- _Task directions_
Rewrite the lines below, changing every "straight edges between vertices" to "straight segments joining the vertices" and leaving everything else as it is. Leave the pictures out.

:::::

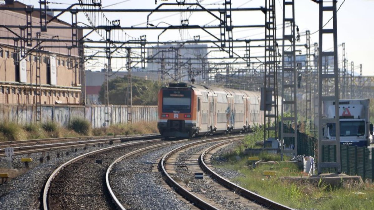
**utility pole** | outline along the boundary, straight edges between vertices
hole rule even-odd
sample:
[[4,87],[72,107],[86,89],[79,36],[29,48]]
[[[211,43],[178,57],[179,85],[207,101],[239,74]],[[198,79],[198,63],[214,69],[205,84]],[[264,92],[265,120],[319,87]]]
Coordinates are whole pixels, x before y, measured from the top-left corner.
[[359,77],[360,87],[359,90],[360,91],[360,99],[362,99],[363,95],[362,92],[364,91],[364,80],[362,78],[362,64],[360,64],[360,77]]
[[[325,3],[328,4],[328,6],[324,6]],[[333,0],[332,2],[327,2],[327,0],[320,0],[319,1],[319,28],[318,33],[319,35],[319,53],[320,58],[318,60],[318,173],[321,174],[322,173],[322,169],[324,168],[335,168],[338,173],[341,172],[340,166],[340,125],[339,124],[339,118],[338,117],[333,117],[329,116],[328,118],[325,116],[327,113],[325,113],[327,110],[322,109],[322,106],[324,103],[328,101],[332,101],[335,104],[335,116],[338,116],[339,115],[339,71],[338,68],[338,44],[337,44],[337,1]],[[328,12],[332,13],[332,28],[325,29],[323,28],[323,15]],[[331,15],[328,15],[331,16]],[[323,51],[324,43],[325,42],[331,42],[328,41],[324,42],[324,34],[331,34],[332,35],[333,40],[332,43],[334,45],[333,51]],[[326,69],[326,72],[322,72],[322,59],[324,57],[328,56],[334,56],[334,69]],[[326,65],[327,66],[327,65]],[[322,83],[322,81],[327,81],[329,80],[333,80],[334,91],[330,91],[328,89],[324,89],[325,87],[329,88],[328,82]],[[322,90],[325,90],[325,91]],[[327,90],[328,90],[327,91]],[[335,133],[336,136],[335,139],[329,139],[325,137],[326,131],[324,133],[322,129],[326,128],[328,124],[335,124]],[[331,162],[326,162],[322,161],[322,151],[324,146],[335,146],[335,161]]]
[[[286,11],[292,11],[291,16],[286,17]],[[294,0],[286,1],[283,0],[283,29],[282,41],[282,111],[280,127],[280,155],[283,159],[285,154],[291,154],[293,156],[297,155],[297,104],[296,103],[296,55],[295,33],[295,2]],[[286,23],[287,25],[286,25]],[[286,26],[291,25],[291,33],[286,34]],[[291,43],[288,50],[285,48],[285,42],[287,40]],[[287,58],[287,61],[286,58]],[[290,116],[285,116],[288,112]],[[285,130],[285,125],[293,124],[293,130]],[[288,145],[285,144],[287,139],[291,140]],[[294,145],[293,148],[286,146]]]
[[[128,111],[128,121],[130,123],[132,123],[132,80],[131,78],[131,49],[126,49],[127,54],[126,56],[126,68],[129,75],[129,79],[130,80],[130,107]],[[129,88],[128,87],[128,90]],[[128,100],[128,102],[129,100]]]
[[111,73],[112,72],[111,31],[111,30],[110,28],[108,28],[105,30],[106,47],[105,49],[105,52],[107,59],[108,59],[108,64],[107,65],[107,68],[105,68],[105,72],[104,77],[104,103],[105,104],[104,118],[105,126],[109,126],[109,94],[108,83],[109,82],[108,75],[109,74]]
[[[260,110],[264,112],[264,146],[270,131],[278,136],[278,89],[277,76],[275,1],[266,0],[265,10],[265,62],[264,87],[261,90]],[[271,124],[274,123],[274,125]]]
[[35,91],[34,92],[35,95],[35,100],[36,105],[35,120],[37,122],[42,121],[42,83],[40,78],[40,65],[41,65],[42,55],[40,53],[40,49],[41,47],[39,46],[40,44],[40,32],[37,32],[36,38],[37,46],[38,46],[37,49],[36,50],[36,81],[35,84]]
[[355,94],[355,71],[354,71],[354,67],[353,66],[353,61],[351,62],[351,99],[353,99],[356,97]]

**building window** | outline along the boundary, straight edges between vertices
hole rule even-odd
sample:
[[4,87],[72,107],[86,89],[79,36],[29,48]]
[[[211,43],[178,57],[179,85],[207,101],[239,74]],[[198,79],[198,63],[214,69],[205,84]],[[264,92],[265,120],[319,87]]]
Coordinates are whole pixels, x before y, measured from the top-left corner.
[[49,64],[49,59],[46,57],[45,57],[43,59],[43,62],[46,64]]
[[18,59],[17,59],[17,55],[16,53],[12,52],[12,53],[11,55],[12,55],[12,58],[13,58],[13,59],[18,60]]

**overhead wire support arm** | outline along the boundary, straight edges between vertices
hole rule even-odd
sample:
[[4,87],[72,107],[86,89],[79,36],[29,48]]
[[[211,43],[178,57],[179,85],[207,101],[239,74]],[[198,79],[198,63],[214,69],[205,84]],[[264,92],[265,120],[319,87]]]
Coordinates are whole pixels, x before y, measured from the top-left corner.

:::::

- _Exercise response_
**utility pole** | outline along the boundary, straight segments joining the vertices
hole rule even-odd
sample:
[[4,87],[72,107],[86,89],[79,36],[29,48]]
[[[211,43],[178,57],[179,85],[207,101],[239,74]],[[198,79],[198,63],[214,69],[205,84]],[[264,92],[265,120],[319,87]]]
Coordinates are whole pixels, x before y, measured from the top-left corner.
[[359,77],[360,87],[359,90],[360,91],[360,99],[362,99],[363,95],[362,92],[364,91],[364,80],[362,78],[362,64],[360,64],[360,77]]
[[[325,3],[328,4],[328,6],[324,6]],[[333,0],[332,2],[327,2],[327,0],[320,0],[319,1],[319,28],[318,33],[319,35],[319,53],[320,58],[318,60],[318,173],[321,174],[322,173],[322,169],[324,168],[335,168],[338,173],[341,172],[340,166],[340,125],[339,124],[339,118],[338,117],[333,117],[329,116],[328,118],[325,116],[327,113],[325,113],[327,110],[322,109],[322,106],[324,103],[328,101],[332,101],[335,104],[335,116],[338,116],[339,115],[339,71],[338,68],[338,44],[337,44],[337,1]],[[328,12],[332,13],[332,28],[325,29],[323,28],[323,15]],[[331,15],[328,15],[331,16]],[[323,51],[324,43],[325,42],[331,42],[328,41],[324,42],[324,34],[331,34],[332,35],[333,40],[332,43],[334,45],[333,51]],[[326,69],[326,72],[322,72],[322,59],[324,57],[328,56],[334,56],[334,69]],[[326,65],[327,66],[327,65]],[[322,83],[322,81],[327,81],[329,80],[333,80],[334,91],[330,91],[328,89],[324,89],[325,87],[329,88],[328,82]],[[322,90],[325,90],[325,91]],[[327,90],[328,90],[327,91]],[[335,133],[336,136],[335,139],[329,139],[325,137],[326,131],[324,133],[322,129],[326,128],[328,124],[335,124]],[[331,162],[326,162],[322,161],[322,151],[324,146],[335,146],[335,161]]]
[[[286,11],[292,11],[291,16],[286,17]],[[294,0],[286,1],[283,0],[283,29],[282,41],[282,111],[280,127],[280,155],[283,159],[285,154],[291,154],[293,156],[297,155],[297,104],[296,103],[296,55],[295,33],[295,2]],[[286,23],[287,25],[286,25]],[[286,26],[291,25],[291,33],[286,34]],[[291,43],[288,50],[285,48],[285,42],[287,40]],[[287,58],[287,61],[286,58]],[[290,116],[285,116],[288,112]],[[285,130],[285,125],[293,124],[293,130]],[[288,145],[285,144],[287,139],[291,140]],[[294,145],[293,148],[286,146]]]
[[[128,111],[128,121],[130,123],[132,123],[132,80],[131,78],[131,49],[126,49],[127,54],[126,56],[126,68],[129,75],[129,79],[130,80],[130,107]],[[129,88],[128,87],[128,90]],[[128,100],[128,102],[129,100]]]
[[111,73],[112,72],[111,31],[111,30],[110,28],[108,28],[105,30],[106,47],[105,49],[105,52],[107,59],[108,59],[108,64],[107,65],[107,68],[105,68],[105,72],[104,77],[104,103],[105,104],[104,118],[105,126],[109,126],[109,94],[108,83],[109,82],[108,75],[109,74]]
[[[260,110],[264,112],[264,146],[270,131],[278,136],[278,89],[277,76],[275,1],[266,0],[265,10],[265,62],[264,87],[261,90]],[[271,124],[274,123],[274,125]]]
[[35,91],[34,92],[35,95],[35,100],[36,105],[35,120],[37,122],[42,121],[42,83],[40,78],[40,65],[41,65],[42,55],[40,53],[40,49],[41,47],[39,46],[40,44],[40,32],[37,32],[36,38],[37,46],[38,46],[37,49],[36,50],[36,81],[35,84]]
[[355,94],[355,71],[354,71],[354,67],[353,66],[353,61],[351,62],[351,99],[353,99],[356,97]]

**building window** | outline along the boundary, straight segments joining the vertices
hole rule even-odd
sample:
[[4,87],[72,107],[86,89],[79,36],[29,48]]
[[[211,43],[178,57],[179,85],[207,101],[239,74]],[[198,79],[198,63],[214,69],[205,84]],[[264,92],[265,120],[319,87]]]
Coordinates are whole pixels, x before y, measured from the top-left corner.
[[49,64],[49,59],[46,57],[45,57],[43,59],[43,62],[46,64]]
[[18,59],[17,59],[17,55],[16,53],[12,52],[12,53],[11,55],[12,55],[12,58],[13,58],[13,59],[18,60]]

**overhead wire support arm** | outline along the boundary, straight segments joining the vertices
hole rule even-odd
sample:
[[4,87],[72,107],[86,89],[79,36],[29,48]]
[[[211,43],[178,57],[179,85],[207,101],[239,74]],[[198,79],[198,63],[214,69],[205,84]],[[264,92],[265,120],[319,87]]]
Coordinates are whole pixels, x before y, measured from the top-left corner.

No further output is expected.